問題 1 ▸ 回想法講座の記事のうち、「地域ボランティアや介護に携わる人を」で始まる段落を、主な事実を残したまま箇条書きにまとめよ。
問題 2 ▸ 回想法講座の記事に出てくる、数字を含む語句をすべて書き出せ。
問題 3 ▸ 回想法講座の記事を、最後の見出し「メソッド活用したい」の後から書き継げ。

対象の記事 ▸
━━━━━━

地域ボランティアや介護に携わる人を対象にした回想法基礎講座が1月19日、金沢区町屋町の安立寺で開かれた。回想法とは高齢者が昔の思い出を語り合うことで脳を活性化させより良く生きる活力を引き出していく心理療法。1960年代にアメリカの精神科医が提唱し、介護予防や認知症患者への活用に効果があるとされている。
講師を務めるのは神奈川県行政とも連携し回想法を広める「回想法プランニング」の代表で、日本認知症ケア学会の会員でもある高島浩子さん。この日は24人が参加し、回想法の基礎知識や活用法などを学んだ。
「メソッド活用したい」

━━━━━━

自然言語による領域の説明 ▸
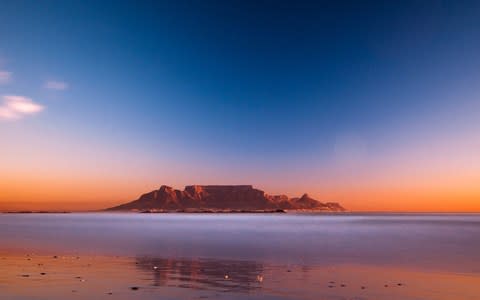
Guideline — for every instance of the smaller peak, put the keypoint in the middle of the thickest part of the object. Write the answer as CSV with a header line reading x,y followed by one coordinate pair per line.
x,y
165,187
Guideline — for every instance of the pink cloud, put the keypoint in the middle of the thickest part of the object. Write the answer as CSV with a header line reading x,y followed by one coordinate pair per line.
x,y
17,107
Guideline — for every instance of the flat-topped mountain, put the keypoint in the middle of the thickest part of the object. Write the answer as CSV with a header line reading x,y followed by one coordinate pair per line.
x,y
221,198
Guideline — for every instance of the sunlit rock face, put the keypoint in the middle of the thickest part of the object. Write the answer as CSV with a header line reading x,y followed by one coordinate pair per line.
x,y
223,198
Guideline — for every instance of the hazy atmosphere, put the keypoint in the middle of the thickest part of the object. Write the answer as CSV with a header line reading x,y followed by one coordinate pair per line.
x,y
374,105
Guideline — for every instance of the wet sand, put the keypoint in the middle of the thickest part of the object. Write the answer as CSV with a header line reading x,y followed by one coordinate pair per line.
x,y
106,277
144,256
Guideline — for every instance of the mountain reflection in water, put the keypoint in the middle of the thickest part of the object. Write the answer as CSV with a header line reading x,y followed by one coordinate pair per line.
x,y
218,275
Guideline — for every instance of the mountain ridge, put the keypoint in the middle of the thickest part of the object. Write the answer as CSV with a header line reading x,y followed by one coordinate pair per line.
x,y
222,198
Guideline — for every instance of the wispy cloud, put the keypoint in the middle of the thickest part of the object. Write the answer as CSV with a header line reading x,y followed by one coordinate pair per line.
x,y
17,107
5,77
56,85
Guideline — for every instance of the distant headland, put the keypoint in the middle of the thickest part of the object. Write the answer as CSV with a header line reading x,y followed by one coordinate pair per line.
x,y
222,198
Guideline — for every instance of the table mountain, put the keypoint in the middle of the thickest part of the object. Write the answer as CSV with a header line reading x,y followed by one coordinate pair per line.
x,y
221,198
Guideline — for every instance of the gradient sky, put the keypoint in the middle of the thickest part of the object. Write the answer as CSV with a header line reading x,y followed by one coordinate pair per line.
x,y
374,105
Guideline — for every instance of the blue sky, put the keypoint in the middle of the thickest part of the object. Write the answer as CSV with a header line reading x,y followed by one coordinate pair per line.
x,y
234,91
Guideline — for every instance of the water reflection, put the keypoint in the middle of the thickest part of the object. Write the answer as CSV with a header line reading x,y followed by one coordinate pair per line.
x,y
203,274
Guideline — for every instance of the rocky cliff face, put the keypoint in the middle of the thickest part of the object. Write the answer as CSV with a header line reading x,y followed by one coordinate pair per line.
x,y
223,198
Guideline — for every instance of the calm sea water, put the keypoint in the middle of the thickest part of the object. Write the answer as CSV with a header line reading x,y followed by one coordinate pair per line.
x,y
240,256
449,242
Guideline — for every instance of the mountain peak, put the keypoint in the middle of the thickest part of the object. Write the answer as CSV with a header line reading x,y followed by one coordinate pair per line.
x,y
221,198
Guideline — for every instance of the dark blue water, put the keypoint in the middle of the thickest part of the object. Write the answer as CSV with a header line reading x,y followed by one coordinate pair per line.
x,y
441,242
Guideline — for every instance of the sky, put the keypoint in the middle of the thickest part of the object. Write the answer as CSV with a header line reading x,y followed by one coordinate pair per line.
x,y
374,105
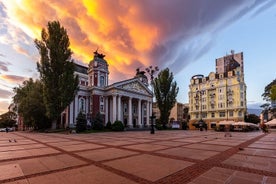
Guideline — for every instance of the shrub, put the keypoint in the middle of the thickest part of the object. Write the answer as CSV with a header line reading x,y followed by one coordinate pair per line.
x,y
117,126
81,122
108,125
98,122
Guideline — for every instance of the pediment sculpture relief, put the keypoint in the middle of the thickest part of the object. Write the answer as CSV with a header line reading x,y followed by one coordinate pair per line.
x,y
135,87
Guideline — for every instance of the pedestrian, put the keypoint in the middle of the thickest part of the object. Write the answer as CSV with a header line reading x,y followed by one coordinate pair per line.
x,y
227,131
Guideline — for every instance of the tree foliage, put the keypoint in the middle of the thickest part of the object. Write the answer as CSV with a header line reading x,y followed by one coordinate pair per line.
x,y
269,91
81,122
272,94
56,69
29,100
8,119
165,90
98,123
252,118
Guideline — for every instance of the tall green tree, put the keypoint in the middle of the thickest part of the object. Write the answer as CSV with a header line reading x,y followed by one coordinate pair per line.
x,y
8,119
30,105
165,90
56,70
270,91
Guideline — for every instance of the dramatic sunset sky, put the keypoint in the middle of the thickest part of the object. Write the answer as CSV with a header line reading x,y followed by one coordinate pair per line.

━━━━━━

解答 1 ▸
- 1月19日、金沢区町屋町の安立寺で、地域ボランティアや介護に携わる人を対象に回想法基礎講座が開かれた。
- 回想法は、高齢者が昔の思い出を語り合うことで脳を活性化させ、より良く生きる活力を引き出す心理療法である。
- 1960年代にアメリカの精神科医が提唱した。
- 介護予防や認知症患者への活用に効果があるとされている。

解答 2 ▸ 1月19日、1960年代、24人

解答 3 ▸
長年、介護福祉施設で働いてきた高島さんは、「回想法を知ってから認知症の方と話すのが楽になった」と自身の経験を交えて説明。脳の奥底にある記憶を呼び覚ますために、かつての生活道具や玩具を用い、幼い頃や若い頃の記憶から徐々に会話を広げていくことがポイントと話した。さらに、2025年には65歳以上の高齢者の5人に1人が認知症となる推定値をあげ、認知症対応のスキルを向上させることが喫緊の課題と指摘した。最後には参加者で回想法を実践するセッションも行われた。20代の参加者は「高齢者の方と話すのは難しいのではと思っていたが、聞き手次第で楽しんでもらうことが出来ると分かった。年代が違うからこそ回想法のメソッドを活用したいと思う」と感想を話した。
主催した回想法金沢山桜の会は、地域の認知症予防のため回想法を用いた「思い出を語る会」を定期的に開催している。介護福祉士としても活動する代表の後藤利枝さんは、「講座を通じて1人でも多くの担い手を育成し、回想法を広めたい」と話していた。